Dataset records about object locations
※
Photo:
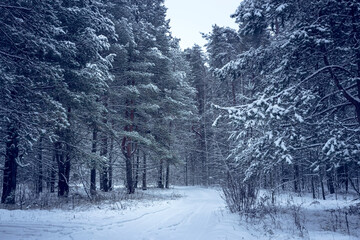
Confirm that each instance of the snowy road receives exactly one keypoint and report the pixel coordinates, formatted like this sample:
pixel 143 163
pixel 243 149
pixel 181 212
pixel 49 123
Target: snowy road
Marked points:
pixel 200 215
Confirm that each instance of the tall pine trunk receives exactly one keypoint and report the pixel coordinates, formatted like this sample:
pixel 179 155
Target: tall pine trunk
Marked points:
pixel 160 176
pixel 10 168
pixel 93 164
pixel 40 168
pixel 144 185
pixel 167 175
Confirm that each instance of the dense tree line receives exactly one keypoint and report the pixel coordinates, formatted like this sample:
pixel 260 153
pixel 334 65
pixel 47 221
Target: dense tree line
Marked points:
pixel 86 87
pixel 94 92
pixel 292 75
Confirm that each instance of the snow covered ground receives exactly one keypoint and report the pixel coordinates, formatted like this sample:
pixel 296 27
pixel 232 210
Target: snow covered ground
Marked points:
pixel 200 214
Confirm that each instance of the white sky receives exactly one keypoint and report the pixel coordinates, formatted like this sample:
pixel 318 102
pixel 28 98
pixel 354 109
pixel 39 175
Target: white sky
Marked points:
pixel 188 18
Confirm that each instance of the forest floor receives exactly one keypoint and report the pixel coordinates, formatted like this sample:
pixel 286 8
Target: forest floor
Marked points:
pixel 183 213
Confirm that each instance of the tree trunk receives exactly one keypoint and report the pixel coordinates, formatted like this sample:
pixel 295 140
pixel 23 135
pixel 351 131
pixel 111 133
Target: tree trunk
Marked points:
pixel 322 184
pixel 296 178
pixel 53 173
pixel 10 168
pixel 111 163
pixel 313 187
pixel 137 165
pixel 144 187
pixel 103 153
pixel 160 182
pixel 59 156
pixel 330 182
pixel 129 177
pixel 93 163
pixel 186 171
pixel 40 168
pixel 167 176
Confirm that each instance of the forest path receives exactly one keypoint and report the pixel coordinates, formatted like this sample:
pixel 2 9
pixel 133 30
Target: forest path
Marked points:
pixel 199 215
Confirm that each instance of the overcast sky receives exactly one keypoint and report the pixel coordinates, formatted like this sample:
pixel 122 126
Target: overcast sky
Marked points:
pixel 190 17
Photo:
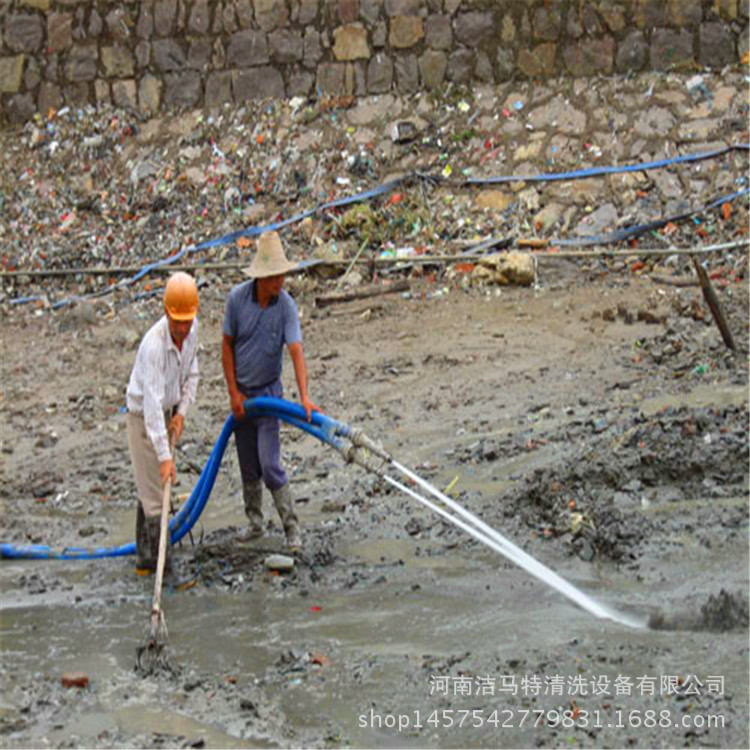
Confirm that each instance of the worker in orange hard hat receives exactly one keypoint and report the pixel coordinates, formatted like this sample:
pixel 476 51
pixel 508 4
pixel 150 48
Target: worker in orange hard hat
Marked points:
pixel 162 386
※
▸ **THE EXERCISE**
Copy all of the records above word for word, leaving out the pictures.

▸ **SOLVED PROBLEM**
Photo:
Confirm that each instance of the snowy road receives exactly one keypoint and report the pixel coordinates, formatted like this sample:
pixel 143 163
pixel 243 149
pixel 181 212
pixel 49 123
Target: snowy road
Marked points:
pixel 200 215
Confirm that each instance of the tall pine trunk receives exactly one keypoint and report the pixel coordinates, formatted like this sample:
pixel 179 155
Target: tall pine trunk
Marked points:
pixel 160 176
pixel 10 168
pixel 93 164
pixel 40 168
pixel 144 185
pixel 167 175
Confirm that each instance of the dense tree line receives exactly one keypoint and report the pixel coordinates, formatted like this sample:
pixel 260 153
pixel 334 65
pixel 47 221
Target: dense tree line
Marked points:
pixel 86 87
pixel 94 92
pixel 292 75
Confirm that each instance of the snow covered ground receives exactly one keypoint and report the pixel coordinates, formatted like this sample:
pixel 296 27
pixel 232 210
Target: snow covered ground
Marked points:
pixel 200 214
Confirm that each instance of the white sky receives exactly one keypoint and report the pixel coordinates, formatted like this sample:
pixel 318 102
pixel 28 98
pixel 354 109
pixel 39 175
Target: white sky
Marked points:
pixel 188 18
Confirm that each instance of the forest floor receives exactly one keypoint and report the pixel coordinates, formatted like this sample:
pixel 286 8
Target: forest floor
Marked points:
pixel 183 213
Confirm that each instance of the tree trunk receives exactly one keypoint and report the pixel coordinates, formatted like this sample:
pixel 295 140
pixel 23 135
pixel 351 131
pixel 111 133
Target: tree trunk
Marked points:
pixel 322 184
pixel 296 178
pixel 53 173
pixel 10 168
pixel 111 163
pixel 313 187
pixel 137 165
pixel 144 187
pixel 103 153
pixel 160 182
pixel 59 156
pixel 330 182
pixel 129 177
pixel 93 163
pixel 186 171
pixel 40 168
pixel 167 176
Confirm that each instance of the forest path receives exactly one keypoint and report the pixel coordinates, formatted like this sample:
pixel 2 9
pixel 133 30
Target: forest path
Marked points:
pixel 199 215
Confirm that each instance of the overcast sky receives exactly one keypoint and report the pixel coordinates, formatted like this sample:
pixel 122 126
Target: overcast sky
Marked points:
pixel 190 17
Photo:
Confirm that each instance of the worker in orange hard hat receives exactly one keypoint and report the pixel coordinates, formatted like this sample:
pixel 476 51
pixel 508 4
pixel 150 48
Target: worker in orange hard hat
Marked points:
pixel 162 386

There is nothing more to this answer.